▼▼▼
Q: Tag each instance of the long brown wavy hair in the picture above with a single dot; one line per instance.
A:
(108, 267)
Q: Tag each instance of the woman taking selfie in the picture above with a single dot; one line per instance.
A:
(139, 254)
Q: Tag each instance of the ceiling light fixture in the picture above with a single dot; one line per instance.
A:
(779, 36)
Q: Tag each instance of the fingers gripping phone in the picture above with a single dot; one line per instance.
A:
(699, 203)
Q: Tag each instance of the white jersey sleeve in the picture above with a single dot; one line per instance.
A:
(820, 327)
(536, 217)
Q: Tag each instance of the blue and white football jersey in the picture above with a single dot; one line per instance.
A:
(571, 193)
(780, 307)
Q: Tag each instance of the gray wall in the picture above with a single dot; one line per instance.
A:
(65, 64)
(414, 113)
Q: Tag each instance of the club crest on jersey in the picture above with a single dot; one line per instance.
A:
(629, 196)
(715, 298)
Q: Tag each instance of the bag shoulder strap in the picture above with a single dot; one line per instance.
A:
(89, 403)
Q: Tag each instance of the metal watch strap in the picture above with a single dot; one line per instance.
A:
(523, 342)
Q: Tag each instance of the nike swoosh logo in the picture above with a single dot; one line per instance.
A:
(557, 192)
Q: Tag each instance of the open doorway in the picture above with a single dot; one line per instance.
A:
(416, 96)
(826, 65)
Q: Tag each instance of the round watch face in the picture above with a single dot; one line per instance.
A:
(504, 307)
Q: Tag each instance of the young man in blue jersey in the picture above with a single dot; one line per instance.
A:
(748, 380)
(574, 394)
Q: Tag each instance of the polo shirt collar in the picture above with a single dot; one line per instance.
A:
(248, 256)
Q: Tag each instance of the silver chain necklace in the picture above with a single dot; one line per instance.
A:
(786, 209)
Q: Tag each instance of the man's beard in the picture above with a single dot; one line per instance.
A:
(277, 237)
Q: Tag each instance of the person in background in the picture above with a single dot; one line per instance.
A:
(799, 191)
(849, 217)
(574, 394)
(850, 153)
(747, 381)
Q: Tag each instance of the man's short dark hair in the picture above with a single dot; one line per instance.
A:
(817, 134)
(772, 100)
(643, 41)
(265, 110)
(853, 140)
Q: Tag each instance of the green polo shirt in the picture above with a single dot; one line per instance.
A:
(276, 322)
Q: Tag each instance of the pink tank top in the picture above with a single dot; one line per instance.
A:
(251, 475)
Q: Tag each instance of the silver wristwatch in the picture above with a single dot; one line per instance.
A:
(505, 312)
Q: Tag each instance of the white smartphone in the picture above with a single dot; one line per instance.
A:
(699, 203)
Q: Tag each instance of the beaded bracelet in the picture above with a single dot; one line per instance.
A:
▲▲▲
▼▼▼
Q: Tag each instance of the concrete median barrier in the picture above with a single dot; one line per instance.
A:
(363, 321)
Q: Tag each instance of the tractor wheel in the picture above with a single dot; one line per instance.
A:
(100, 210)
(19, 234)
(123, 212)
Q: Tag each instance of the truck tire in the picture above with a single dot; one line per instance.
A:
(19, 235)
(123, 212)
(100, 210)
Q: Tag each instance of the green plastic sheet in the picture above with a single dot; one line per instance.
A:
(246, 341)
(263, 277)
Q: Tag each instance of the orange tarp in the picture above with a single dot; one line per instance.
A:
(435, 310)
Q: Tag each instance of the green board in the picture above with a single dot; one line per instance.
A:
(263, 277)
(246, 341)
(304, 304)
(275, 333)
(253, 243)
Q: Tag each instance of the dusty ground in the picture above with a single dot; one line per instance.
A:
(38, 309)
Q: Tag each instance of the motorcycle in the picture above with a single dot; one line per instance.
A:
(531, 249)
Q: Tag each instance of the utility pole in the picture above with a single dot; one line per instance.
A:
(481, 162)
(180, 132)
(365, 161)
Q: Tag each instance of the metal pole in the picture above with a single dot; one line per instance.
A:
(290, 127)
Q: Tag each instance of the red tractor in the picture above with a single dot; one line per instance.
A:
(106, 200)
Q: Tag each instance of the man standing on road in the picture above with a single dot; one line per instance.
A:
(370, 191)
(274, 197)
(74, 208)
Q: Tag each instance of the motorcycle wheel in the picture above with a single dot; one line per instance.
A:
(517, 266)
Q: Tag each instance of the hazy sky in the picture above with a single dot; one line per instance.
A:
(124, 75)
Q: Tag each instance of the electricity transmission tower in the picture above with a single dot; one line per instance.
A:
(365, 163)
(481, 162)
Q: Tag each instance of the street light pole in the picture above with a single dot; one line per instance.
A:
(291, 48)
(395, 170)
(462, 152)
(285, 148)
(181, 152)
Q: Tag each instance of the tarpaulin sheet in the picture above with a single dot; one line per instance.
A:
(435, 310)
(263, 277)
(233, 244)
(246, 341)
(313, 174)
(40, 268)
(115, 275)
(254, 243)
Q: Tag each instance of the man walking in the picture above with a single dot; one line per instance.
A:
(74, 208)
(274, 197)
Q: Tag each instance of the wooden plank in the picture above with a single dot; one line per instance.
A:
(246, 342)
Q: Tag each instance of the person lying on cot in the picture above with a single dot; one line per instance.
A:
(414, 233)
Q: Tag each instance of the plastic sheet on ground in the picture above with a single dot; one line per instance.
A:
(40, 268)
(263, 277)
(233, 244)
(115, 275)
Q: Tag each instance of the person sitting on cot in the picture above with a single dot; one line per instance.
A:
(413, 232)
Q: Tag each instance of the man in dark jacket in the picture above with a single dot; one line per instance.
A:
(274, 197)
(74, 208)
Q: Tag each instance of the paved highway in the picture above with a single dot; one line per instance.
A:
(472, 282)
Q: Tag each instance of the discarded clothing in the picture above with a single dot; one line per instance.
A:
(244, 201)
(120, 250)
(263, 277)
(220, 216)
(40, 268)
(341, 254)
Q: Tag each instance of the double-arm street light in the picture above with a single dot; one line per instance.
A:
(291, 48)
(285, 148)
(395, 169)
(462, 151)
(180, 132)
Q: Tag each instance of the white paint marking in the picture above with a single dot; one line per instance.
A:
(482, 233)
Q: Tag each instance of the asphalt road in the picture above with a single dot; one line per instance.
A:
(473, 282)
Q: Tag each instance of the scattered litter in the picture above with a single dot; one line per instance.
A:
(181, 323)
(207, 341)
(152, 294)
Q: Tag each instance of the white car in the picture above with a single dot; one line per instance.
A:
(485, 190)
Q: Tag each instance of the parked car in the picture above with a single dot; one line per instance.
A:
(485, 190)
▲▲▲
§ WORK INSTRUCTION
Go through the listing above and find each line that contains "metal", then copy it.

§ RESULT FOR THIS TASK
Q: Tag each instance of the metal watch strap in the picture above with a single dot; one line per instance.
Q: Tag each instance of the metal pole in the picture above with a single dot; one line per instance.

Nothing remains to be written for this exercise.